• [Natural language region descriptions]
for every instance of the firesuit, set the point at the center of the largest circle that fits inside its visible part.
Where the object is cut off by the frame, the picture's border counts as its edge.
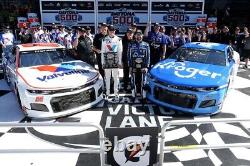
(111, 58)
(139, 62)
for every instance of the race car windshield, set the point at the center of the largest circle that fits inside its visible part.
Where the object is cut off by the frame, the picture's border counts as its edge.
(207, 56)
(43, 57)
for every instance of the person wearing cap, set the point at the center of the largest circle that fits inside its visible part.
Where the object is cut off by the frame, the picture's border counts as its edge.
(167, 39)
(7, 42)
(133, 27)
(44, 37)
(157, 43)
(139, 62)
(126, 40)
(88, 31)
(61, 35)
(238, 40)
(97, 44)
(111, 58)
(68, 39)
(54, 33)
(7, 37)
(25, 36)
(225, 36)
(83, 47)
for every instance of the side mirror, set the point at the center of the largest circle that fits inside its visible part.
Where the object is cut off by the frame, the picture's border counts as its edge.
(14, 51)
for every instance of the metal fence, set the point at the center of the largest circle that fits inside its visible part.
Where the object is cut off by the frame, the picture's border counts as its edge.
(64, 150)
(202, 121)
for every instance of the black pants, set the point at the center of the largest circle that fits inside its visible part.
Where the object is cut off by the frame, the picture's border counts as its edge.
(137, 79)
(99, 63)
(125, 76)
(154, 56)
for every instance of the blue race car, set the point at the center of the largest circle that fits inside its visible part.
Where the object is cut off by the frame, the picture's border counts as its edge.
(194, 79)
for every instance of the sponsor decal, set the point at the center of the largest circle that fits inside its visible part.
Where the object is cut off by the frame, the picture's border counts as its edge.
(122, 18)
(131, 146)
(176, 17)
(68, 17)
(180, 70)
(59, 71)
(112, 48)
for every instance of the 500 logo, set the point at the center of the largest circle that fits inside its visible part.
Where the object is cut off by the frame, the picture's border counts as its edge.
(68, 17)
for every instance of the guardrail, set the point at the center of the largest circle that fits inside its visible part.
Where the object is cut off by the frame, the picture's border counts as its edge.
(202, 121)
(66, 150)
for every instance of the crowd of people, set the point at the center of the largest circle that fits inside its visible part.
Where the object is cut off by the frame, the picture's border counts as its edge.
(135, 52)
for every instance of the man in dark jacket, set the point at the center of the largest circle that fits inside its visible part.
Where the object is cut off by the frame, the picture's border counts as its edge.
(84, 46)
(126, 40)
(97, 44)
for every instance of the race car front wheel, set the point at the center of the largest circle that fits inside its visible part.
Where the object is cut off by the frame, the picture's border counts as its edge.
(7, 78)
(18, 97)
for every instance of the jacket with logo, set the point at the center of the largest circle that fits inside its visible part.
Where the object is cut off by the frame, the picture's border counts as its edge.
(111, 52)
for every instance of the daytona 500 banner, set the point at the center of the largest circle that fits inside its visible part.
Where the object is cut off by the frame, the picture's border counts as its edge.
(122, 13)
(177, 13)
(68, 13)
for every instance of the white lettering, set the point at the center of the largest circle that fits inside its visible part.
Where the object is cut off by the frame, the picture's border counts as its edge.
(128, 121)
(180, 68)
(114, 112)
(135, 112)
(143, 121)
(108, 121)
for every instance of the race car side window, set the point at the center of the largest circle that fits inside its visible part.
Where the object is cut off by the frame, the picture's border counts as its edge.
(229, 54)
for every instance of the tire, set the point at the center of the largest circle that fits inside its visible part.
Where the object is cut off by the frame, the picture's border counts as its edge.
(18, 97)
(7, 78)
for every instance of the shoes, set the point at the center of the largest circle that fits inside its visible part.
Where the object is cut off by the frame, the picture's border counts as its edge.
(245, 67)
(116, 99)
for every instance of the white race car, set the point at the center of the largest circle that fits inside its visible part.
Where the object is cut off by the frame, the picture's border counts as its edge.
(48, 83)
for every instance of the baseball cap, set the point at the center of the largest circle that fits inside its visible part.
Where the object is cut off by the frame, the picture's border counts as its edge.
(88, 28)
(139, 32)
(133, 25)
(129, 30)
(111, 28)
(156, 24)
(82, 30)
(104, 24)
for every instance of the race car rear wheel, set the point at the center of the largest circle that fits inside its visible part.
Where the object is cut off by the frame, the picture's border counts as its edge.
(7, 78)
(18, 97)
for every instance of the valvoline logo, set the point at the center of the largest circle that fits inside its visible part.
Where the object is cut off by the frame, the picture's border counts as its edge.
(62, 70)
(112, 48)
(54, 69)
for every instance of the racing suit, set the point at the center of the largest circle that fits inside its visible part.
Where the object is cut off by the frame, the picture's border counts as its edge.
(139, 62)
(7, 44)
(111, 58)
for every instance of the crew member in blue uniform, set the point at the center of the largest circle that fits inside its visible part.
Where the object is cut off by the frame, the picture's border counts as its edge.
(139, 62)
(157, 42)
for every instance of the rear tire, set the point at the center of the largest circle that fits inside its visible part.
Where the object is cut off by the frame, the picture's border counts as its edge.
(18, 97)
(7, 78)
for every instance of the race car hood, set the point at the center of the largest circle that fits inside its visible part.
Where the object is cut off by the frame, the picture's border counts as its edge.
(58, 76)
(190, 73)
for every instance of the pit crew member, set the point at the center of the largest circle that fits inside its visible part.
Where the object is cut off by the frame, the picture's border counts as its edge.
(139, 61)
(111, 58)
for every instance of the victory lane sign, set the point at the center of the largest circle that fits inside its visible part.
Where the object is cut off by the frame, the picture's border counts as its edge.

• [What to do]
Transcribe all the data word for word; the images stay out.

• [Exercise output]
for every instance of the firesuit, set the point at the center of the largest circle that fits inside its visible part.
Where the object is cut off by the frame, the picture's border counts as its edge.
(111, 58)
(139, 62)
for every instance of the race car windshield, set the point at the center of the largest circle that fits inside its visible part.
Where the object is cut off by the frame, the picture's border counts as its edge.
(207, 56)
(43, 57)
for every instance of the person wearing cap, set the point at the center of the largest circle that fits inside its visible part.
Where the object is cut off by the frame, the picture's border counts as its edge.
(167, 39)
(7, 42)
(133, 27)
(44, 37)
(157, 43)
(139, 62)
(126, 40)
(88, 31)
(61, 35)
(238, 40)
(97, 44)
(111, 58)
(68, 39)
(54, 33)
(7, 37)
(25, 36)
(225, 36)
(83, 47)
for every instance of the side mirror, set the point at the center of the largest circle that fits inside its visible part.
Where the object is cut off by the frame, the picture's border counts as its edge.
(14, 51)
for every instance of the metal fence, set the point at the center of the largest circle that fits inside its visible part.
Where the object is cut off by the frame, the picture's border counts as its edge.
(64, 150)
(202, 121)
for every instance of the black pants, set the point at the center of the largest circle that fits inside its visible part.
Where the object is cut off by the frame, the picture's border counts as its edge.
(137, 79)
(99, 63)
(125, 76)
(154, 56)
for every instance of the blue race car, set the point at the center of the largest circle that fits inside its visible part.
Where the object is cut off by the frame, the picture's border counts as its edge.
(194, 79)
for every instance of the sponsor decal, set the point at the center of the largest circle that fits inside its visible part.
Where the object is cut off by the frame, the picture's border counts as its edge.
(122, 18)
(131, 146)
(176, 17)
(68, 17)
(180, 70)
(59, 71)
(112, 48)
for every instance of the 500 logo, set the point at the center of the largest circle that fits inside its visible part.
Where the object is cut off by the frame, the picture's border counts as its edge.
(68, 17)
for every instance of the guardrail, set the point at the center of the largest circle that fits inside its visible part.
Where the object is cut off by the frame, the picture's border counts as its edge.
(202, 121)
(66, 150)
for every instance of the crowd of people, set the point at the center of the largest circle that fits inside its visible part.
Where the object is cut off by the frame, the picture's border counts as its edge.
(135, 52)
for every instance of the man in dark jacket, set the point at the center of the largest circle that fits inside its visible part.
Where the object is cut off by the frame, the picture's border counts as its edge.
(84, 46)
(126, 40)
(97, 44)
for every instance of the race car front wheel, set the point at the center of the largest circle that fits inside its visible part.
Where the object is cut off by the frame, the picture's border counts as its edge.
(7, 78)
(18, 97)
for every instance of the jacket with logo, set the point at the center of the largest circle that fits inside its visible part.
Where the object is cut off by the frame, the picture's border counts as its edge.
(111, 52)
for every instance of the daytona 500 banner, set the point at the center of the largest circle that fits inside its visible part.
Where the object is cut off by the frame, the picture's border counts as its edge.
(122, 13)
(177, 13)
(68, 13)
for every instance of the white lettering, set the point at the center of the largest circle that fits inside its visible part.
Where the object is cut off by the frame, the picture's border counts as its edge.
(128, 121)
(180, 68)
(114, 112)
(135, 112)
(143, 121)
(108, 121)
for every instance of the race car side window, set the point at the center of the largest circle that fits inside its visible part.
Where the object is cut off by the frame, the picture's border counts as its edge.
(229, 54)
for every instance of the tire, set the point at the center of the largest circle that fits inside its visible part.
Where the object is cut off by the frame, the picture's border counts as its edge.
(18, 97)
(7, 78)
for every instance of the shoes, set the point at the center of the largest circle that fits inside its visible part.
Where the object is cut off by the frame, the picture's border counts as its edge.
(245, 67)
(116, 99)
for every instance of the white race car, set the point at the center of the largest circle that fits inside its visible part.
Where the object is cut off by the frame, the picture's border counts as its edge.
(48, 83)
for every instance of the baseball cap, set the point at the center of the largest circle that fits inside its visible part.
Where the object is cut off by the frame, the picture's border counts as its edge.
(88, 28)
(139, 32)
(133, 25)
(129, 30)
(111, 28)
(156, 24)
(82, 30)
(104, 24)
for every instance of the race car rear wheel, set the point at the center of the largest circle that fits inside its visible part.
Where the object is cut off by the frame, the picture's border counts as its edge.
(7, 78)
(18, 97)
for every instance of the valvoline logo, set the point at the center of the largest circle that fits inside its visible part.
Where the object is cut off by the frame, the picture's border counts as its edge.
(62, 70)
(112, 48)
(54, 69)
for every instance of the racing suit, set the point at the center of the largest circle that fits inside its visible part.
Where the object is cut off by the frame, the picture's border counts as its edge.
(139, 62)
(7, 44)
(111, 58)
for every instance of the crew member in blue uniform, set the point at the center of the largest circle that fits inside its visible part.
Where the object is cut off by the frame, the picture's border counts as its edge.
(139, 62)
(157, 42)
for every instance of the rear tire, set the point at the center of the largest circle that fits inside its visible part.
Where the object is cut off by the frame, the picture's border counts as its edge.
(18, 97)
(7, 78)
for every instance of the race car hood, set the point at the center of the largest circle that fits inside its visible part.
Where the object is cut off by the frame, the picture's border counts as its edge.
(58, 76)
(190, 73)
for every instance of the pit crew member, set the point at the center of the largest circle that fits inside its visible part.
Where the object is cut off by the frame, the picture's border counts as its edge.
(139, 61)
(111, 58)
for every instance of the victory lane sign, set the point at the center of the largest circle that fits inside its visible part.
Where the object is cut off by the frame, the picture's border counts as its edge.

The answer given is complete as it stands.